§ Supplied passage:
•••

Padres' Tingler makes no assumptions about unique MLB season

Kevin Acee
San Diego Union-Tribune
San Diego Padres manager Jayce Tingler looks on during a spring training game in March. Tingler, a former University of Missouri player, is off to a 3-1 start in his first stint as a major league manager.

Those who end up achieving their goals generally weren't focused on the goal along the way. They focused on the process, did a little extra, got the job in front of them done.

Perhaps Jayce Tingler is merely one of those kinds of successful people.

Or maybe the man who became a manager seemingly out of nowhere, who did whatever was asked as best he could and as hard as he could, was also made to manage in such a time as this.

From playing at the University of Missouri to Double-A dropout to coach for the Texas Rangers in the Dominican Republic to major league coach to assistant general manager and back to the major league bench to his first gig as a big-league manager, Tingler took things as they came.

•••

§ Dataset content:
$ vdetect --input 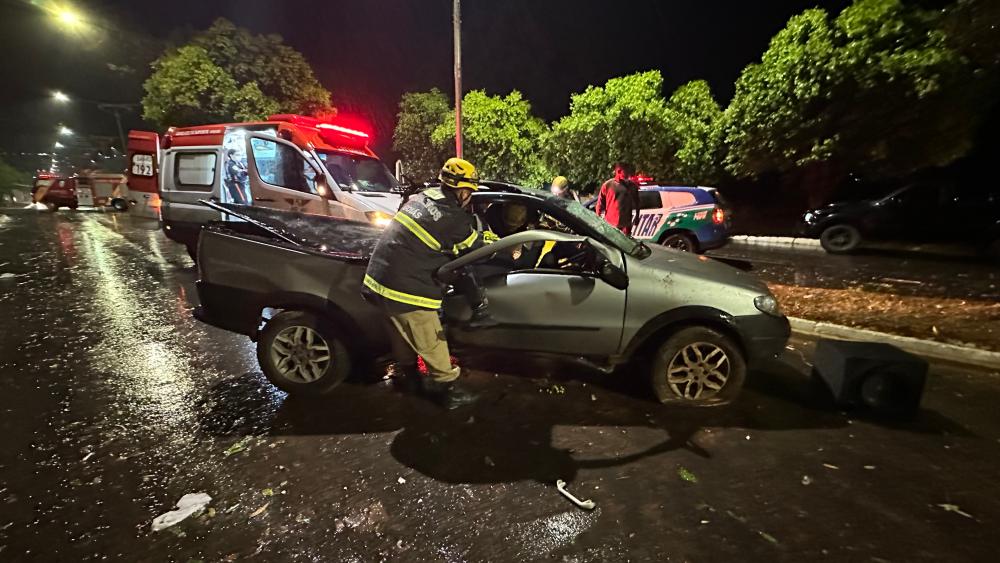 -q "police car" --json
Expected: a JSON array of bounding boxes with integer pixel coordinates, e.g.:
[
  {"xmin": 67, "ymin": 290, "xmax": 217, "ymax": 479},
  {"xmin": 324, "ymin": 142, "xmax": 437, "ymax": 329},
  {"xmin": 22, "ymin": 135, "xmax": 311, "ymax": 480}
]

•••

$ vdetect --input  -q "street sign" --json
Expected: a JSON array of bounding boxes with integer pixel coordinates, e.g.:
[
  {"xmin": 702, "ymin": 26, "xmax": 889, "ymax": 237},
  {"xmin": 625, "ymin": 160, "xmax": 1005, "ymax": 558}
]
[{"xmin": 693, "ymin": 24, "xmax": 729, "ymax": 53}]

•••

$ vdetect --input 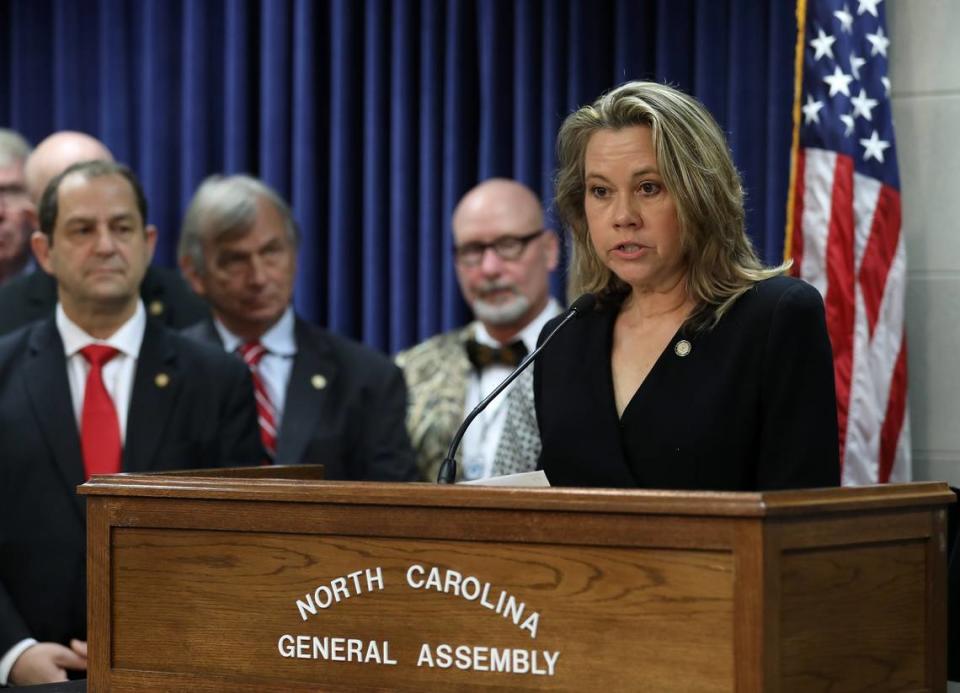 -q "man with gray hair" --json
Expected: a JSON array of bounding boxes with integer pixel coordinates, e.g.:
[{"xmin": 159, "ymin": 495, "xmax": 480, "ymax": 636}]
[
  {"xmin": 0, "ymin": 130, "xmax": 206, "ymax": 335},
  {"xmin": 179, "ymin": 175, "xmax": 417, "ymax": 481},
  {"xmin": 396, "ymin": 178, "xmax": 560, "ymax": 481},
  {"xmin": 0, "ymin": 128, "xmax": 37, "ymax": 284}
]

•••

§ Task item:
Return the part of the Jayce Tingler article between "Padres' Tingler makes" and "major league manager.", inclusive, copied word for word.

§ Solution to the exercise:
Padres' Tingler makes no assumptions about unique MLB season

Kevin Acee
San Diego Union-Tribune
San Diego Padres manager Jayce Tingler looks on during a spring training game in March. Tingler, a former University of Missouri player, is off to a 3-1 start in his first stint as a major league manager.